Dataset excerpts on object pointing
------------------------------------------------------------------------

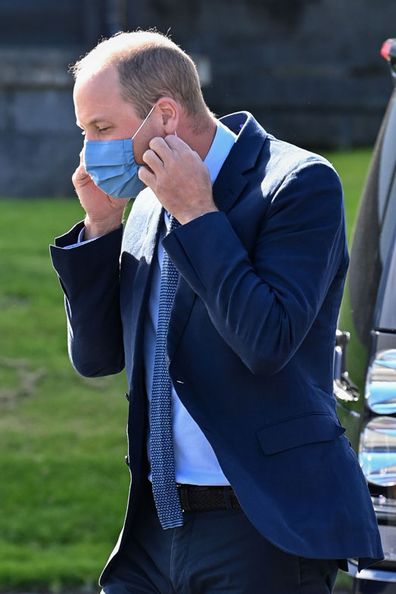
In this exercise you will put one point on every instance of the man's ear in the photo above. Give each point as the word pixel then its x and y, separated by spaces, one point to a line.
pixel 169 112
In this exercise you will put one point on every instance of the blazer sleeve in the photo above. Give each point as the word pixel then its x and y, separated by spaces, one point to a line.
pixel 264 304
pixel 89 276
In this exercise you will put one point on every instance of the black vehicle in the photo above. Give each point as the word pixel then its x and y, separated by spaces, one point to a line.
pixel 365 362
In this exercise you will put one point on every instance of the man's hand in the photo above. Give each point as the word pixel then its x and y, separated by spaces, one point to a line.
pixel 178 177
pixel 103 213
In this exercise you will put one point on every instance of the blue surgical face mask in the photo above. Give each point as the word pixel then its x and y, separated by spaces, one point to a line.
pixel 112 166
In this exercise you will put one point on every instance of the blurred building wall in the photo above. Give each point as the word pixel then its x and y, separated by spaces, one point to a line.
pixel 309 70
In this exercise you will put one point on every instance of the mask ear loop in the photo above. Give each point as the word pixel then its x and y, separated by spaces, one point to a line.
pixel 144 121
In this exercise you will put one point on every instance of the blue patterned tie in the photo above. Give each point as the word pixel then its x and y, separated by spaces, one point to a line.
pixel 161 443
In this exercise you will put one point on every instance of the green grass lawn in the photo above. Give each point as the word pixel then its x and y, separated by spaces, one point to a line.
pixel 63 482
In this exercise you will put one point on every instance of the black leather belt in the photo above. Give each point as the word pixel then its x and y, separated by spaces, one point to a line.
pixel 203 498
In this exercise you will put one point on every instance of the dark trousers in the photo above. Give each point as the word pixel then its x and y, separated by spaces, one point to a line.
pixel 213 552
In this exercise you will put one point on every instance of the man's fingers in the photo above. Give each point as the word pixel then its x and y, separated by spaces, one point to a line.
pixel 161 148
pixel 153 160
pixel 146 177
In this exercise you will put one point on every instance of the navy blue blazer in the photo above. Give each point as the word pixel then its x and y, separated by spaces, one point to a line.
pixel 251 339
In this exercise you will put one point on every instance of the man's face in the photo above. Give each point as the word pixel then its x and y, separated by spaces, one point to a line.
pixel 103 114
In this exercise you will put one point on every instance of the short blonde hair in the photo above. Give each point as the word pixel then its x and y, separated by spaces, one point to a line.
pixel 150 66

------------------------------------------------------------------------

### SHORT EXERCISE:
Starting with the line that contains "of the short" and going on through the last of the rows, copy every line again. Offset each x and y coordinate in the answers by adding 149, and leave all other text unchanged.

### SOLUTION FOR THIS PROBLEM:
In this exercise you will put one point on every instance of the short blonde hair in the photo above. Give each point as the word pixel then its x and y, separated by spaces, one point to a line.
pixel 299 215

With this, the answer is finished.